_EXTRACTED ENTRIES_:
******************************
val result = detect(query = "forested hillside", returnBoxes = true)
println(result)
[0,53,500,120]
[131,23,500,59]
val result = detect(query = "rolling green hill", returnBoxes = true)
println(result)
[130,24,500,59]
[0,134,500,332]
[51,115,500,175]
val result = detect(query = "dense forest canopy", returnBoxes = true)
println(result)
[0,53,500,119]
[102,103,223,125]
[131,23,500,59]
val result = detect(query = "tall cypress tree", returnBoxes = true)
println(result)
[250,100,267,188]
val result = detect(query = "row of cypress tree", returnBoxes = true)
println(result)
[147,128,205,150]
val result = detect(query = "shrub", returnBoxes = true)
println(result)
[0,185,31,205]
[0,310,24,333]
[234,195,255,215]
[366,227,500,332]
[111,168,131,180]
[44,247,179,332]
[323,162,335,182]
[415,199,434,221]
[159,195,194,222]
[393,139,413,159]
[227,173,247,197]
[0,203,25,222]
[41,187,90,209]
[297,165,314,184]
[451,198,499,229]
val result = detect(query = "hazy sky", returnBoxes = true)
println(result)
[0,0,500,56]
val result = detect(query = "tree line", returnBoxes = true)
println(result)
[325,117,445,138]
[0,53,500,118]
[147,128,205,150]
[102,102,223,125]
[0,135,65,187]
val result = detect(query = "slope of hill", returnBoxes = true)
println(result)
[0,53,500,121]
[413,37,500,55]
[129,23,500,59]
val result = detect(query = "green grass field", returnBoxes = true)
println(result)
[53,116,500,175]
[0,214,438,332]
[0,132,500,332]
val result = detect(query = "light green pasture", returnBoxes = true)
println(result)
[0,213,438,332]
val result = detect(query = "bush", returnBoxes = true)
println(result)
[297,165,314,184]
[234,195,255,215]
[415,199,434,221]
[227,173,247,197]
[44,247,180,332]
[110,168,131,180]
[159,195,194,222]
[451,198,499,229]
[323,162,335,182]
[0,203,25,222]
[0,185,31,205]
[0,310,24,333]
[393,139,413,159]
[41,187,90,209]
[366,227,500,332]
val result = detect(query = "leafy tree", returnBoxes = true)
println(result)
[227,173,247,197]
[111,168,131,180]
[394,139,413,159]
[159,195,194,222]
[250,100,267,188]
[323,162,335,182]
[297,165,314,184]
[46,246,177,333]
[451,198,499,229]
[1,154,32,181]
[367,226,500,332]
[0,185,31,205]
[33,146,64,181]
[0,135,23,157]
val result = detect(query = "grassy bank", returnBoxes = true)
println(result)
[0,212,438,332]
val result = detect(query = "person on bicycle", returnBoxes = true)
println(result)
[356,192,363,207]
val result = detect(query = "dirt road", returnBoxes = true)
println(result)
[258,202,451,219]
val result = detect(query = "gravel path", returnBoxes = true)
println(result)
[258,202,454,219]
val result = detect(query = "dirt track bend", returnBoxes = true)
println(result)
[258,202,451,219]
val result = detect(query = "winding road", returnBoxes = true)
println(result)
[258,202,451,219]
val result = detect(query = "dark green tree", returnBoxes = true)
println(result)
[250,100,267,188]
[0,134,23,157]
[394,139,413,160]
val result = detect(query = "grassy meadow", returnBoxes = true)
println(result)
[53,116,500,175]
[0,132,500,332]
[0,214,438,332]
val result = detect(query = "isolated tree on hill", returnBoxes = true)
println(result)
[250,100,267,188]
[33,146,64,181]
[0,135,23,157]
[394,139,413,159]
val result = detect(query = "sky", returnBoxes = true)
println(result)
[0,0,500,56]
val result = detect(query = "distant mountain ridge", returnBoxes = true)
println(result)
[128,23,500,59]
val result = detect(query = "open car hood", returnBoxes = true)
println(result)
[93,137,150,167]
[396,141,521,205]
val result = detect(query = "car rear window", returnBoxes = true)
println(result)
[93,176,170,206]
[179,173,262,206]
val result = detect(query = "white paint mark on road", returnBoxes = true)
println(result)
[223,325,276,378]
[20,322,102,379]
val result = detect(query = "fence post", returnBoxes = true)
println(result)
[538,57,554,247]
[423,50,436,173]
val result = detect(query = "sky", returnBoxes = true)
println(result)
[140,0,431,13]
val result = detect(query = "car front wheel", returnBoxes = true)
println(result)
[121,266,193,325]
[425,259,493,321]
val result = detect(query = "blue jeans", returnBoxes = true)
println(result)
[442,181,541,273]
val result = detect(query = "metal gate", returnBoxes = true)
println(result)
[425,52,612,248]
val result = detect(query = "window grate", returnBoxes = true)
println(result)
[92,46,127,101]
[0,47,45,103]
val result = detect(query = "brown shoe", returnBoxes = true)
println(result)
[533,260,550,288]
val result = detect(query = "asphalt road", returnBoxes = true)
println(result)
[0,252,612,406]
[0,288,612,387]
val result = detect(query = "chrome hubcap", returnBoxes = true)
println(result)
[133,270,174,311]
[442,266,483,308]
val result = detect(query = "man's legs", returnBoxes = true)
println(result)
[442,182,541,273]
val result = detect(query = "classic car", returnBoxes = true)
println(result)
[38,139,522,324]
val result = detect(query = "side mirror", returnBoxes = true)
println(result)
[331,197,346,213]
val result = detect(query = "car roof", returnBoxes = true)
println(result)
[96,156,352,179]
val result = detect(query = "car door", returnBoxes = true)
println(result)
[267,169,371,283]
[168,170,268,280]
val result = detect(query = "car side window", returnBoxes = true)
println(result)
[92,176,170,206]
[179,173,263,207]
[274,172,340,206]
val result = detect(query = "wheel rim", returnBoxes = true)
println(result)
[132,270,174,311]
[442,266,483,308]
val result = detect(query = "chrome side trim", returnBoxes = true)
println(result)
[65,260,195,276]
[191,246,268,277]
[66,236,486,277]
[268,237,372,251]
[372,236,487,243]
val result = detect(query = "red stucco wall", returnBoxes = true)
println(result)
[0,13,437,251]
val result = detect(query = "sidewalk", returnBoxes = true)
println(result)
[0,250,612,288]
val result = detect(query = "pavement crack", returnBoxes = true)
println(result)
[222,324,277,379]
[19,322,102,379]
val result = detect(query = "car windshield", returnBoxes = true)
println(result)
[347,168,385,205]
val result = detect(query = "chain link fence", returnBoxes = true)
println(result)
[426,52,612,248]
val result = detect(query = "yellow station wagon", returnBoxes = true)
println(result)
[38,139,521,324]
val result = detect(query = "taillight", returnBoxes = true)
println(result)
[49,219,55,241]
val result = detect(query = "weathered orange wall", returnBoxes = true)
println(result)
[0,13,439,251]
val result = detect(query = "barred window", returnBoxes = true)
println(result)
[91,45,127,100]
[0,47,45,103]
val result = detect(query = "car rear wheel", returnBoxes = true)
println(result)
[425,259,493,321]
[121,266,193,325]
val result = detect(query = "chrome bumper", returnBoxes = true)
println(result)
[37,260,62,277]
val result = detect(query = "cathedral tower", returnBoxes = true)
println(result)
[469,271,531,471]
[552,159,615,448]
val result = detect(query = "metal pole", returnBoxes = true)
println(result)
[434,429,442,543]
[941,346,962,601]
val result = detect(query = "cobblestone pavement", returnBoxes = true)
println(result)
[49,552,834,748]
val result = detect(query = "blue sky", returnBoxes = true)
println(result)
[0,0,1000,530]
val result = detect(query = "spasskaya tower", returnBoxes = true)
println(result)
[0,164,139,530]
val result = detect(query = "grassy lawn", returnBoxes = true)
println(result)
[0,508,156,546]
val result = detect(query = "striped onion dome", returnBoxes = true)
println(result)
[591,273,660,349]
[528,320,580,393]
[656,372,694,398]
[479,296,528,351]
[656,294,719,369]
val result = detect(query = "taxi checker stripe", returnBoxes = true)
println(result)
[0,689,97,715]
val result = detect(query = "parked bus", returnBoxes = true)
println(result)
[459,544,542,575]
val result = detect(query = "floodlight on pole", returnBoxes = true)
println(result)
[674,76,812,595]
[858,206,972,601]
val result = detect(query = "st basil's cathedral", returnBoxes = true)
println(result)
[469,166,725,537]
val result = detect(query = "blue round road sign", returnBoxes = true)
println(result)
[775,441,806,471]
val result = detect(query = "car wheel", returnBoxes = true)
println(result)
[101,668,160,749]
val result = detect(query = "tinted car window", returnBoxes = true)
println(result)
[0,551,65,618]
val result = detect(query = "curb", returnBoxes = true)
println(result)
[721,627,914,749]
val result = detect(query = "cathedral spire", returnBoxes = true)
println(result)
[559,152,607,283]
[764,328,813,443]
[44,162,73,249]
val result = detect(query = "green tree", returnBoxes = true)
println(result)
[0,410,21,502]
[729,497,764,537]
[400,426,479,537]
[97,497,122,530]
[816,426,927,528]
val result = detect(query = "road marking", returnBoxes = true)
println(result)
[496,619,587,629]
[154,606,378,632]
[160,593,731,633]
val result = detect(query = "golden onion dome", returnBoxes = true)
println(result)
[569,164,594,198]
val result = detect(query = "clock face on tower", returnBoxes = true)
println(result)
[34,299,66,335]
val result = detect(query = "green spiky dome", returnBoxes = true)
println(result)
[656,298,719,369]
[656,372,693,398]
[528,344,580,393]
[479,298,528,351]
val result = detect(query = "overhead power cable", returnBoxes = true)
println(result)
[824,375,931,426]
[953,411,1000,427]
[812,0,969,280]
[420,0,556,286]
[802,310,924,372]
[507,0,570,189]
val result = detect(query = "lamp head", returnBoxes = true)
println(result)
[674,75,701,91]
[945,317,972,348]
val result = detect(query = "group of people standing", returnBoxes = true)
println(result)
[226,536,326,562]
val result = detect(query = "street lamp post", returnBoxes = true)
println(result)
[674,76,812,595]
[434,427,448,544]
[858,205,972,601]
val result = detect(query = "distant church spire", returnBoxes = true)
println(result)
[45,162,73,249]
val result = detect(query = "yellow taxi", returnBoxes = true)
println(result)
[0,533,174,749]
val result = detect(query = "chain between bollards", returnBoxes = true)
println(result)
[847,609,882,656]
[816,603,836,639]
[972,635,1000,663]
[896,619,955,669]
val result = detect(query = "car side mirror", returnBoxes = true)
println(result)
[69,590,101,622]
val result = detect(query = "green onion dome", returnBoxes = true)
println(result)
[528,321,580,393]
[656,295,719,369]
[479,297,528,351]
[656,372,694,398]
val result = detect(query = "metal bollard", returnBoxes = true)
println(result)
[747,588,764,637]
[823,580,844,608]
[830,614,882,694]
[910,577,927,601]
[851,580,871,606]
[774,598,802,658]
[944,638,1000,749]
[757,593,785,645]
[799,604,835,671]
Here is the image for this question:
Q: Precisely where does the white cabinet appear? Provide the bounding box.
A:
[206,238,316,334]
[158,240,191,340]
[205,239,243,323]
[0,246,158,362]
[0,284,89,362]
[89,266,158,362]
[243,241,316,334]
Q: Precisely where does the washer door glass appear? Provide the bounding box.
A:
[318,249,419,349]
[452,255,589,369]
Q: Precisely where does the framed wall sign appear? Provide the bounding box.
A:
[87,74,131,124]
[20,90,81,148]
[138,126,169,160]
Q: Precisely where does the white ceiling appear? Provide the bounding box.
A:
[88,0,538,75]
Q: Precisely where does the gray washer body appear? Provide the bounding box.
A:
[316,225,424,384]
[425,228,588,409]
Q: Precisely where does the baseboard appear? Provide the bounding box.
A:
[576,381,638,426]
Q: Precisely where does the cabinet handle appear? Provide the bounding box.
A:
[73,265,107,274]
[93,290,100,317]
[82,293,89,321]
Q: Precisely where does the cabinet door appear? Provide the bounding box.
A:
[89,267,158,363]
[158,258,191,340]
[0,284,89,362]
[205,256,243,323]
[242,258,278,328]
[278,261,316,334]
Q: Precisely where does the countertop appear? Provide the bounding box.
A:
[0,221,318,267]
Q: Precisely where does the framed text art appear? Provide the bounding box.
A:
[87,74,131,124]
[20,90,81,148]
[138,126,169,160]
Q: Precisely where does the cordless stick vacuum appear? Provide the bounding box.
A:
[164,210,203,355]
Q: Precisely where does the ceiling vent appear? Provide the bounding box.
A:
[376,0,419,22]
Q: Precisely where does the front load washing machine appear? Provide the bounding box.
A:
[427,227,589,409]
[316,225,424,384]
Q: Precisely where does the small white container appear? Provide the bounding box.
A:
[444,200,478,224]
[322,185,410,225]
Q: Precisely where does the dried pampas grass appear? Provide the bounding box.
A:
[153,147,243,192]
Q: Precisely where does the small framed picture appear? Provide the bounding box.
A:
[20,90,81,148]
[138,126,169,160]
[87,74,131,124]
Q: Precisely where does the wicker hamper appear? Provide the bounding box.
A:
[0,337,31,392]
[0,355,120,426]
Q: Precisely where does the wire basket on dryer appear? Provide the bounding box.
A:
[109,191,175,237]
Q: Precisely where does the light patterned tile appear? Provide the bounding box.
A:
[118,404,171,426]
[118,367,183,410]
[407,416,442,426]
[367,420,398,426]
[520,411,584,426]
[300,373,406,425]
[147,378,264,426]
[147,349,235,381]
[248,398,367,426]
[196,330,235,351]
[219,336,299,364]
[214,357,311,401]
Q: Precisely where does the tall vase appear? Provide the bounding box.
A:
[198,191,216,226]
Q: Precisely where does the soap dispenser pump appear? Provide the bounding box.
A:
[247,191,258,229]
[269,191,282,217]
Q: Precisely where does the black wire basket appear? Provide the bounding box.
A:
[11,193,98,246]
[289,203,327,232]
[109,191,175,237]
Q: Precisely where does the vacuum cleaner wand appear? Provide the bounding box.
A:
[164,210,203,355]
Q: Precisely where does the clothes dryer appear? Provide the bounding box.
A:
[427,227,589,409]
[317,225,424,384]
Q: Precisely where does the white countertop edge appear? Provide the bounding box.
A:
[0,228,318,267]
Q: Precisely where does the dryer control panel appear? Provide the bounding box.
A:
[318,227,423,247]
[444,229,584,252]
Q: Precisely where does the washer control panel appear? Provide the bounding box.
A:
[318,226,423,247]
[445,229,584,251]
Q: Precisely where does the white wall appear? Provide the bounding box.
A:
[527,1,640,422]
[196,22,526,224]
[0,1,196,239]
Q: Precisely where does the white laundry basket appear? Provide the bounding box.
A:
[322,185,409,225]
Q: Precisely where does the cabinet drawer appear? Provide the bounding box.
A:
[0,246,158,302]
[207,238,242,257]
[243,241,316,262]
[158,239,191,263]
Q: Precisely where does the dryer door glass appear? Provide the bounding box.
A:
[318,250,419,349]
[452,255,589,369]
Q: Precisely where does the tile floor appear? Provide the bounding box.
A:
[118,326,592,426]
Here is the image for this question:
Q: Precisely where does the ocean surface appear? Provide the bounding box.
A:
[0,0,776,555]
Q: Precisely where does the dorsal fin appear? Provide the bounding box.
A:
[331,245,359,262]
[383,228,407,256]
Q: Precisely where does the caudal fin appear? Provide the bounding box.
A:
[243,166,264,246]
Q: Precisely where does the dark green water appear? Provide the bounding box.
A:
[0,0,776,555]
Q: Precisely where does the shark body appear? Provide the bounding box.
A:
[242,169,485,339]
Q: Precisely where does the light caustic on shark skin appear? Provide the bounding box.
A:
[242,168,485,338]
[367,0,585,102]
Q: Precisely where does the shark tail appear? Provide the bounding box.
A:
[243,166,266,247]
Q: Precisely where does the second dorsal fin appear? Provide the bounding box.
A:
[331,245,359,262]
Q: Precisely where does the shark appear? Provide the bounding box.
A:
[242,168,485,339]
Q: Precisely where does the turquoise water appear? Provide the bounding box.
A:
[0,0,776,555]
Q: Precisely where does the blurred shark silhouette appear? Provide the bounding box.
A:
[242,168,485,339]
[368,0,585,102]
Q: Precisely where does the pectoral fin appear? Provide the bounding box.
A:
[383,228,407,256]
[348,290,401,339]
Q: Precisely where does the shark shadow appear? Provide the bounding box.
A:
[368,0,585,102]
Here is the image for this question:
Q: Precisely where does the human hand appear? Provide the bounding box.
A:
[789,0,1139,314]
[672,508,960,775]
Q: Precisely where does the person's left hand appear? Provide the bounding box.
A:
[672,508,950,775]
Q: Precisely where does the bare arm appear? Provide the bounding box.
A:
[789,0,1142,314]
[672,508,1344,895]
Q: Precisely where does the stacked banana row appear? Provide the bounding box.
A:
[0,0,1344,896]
******************************
_WHAT THE TASK ASKS_: List every line above that contains the word "front", copying each one in full.

_CORRECT RESPONSE_:
val result = detect(query = "car front wheel", returnBoxes = true)
Q: Precisely where does the front load washing machine appear? Provide the bounding box.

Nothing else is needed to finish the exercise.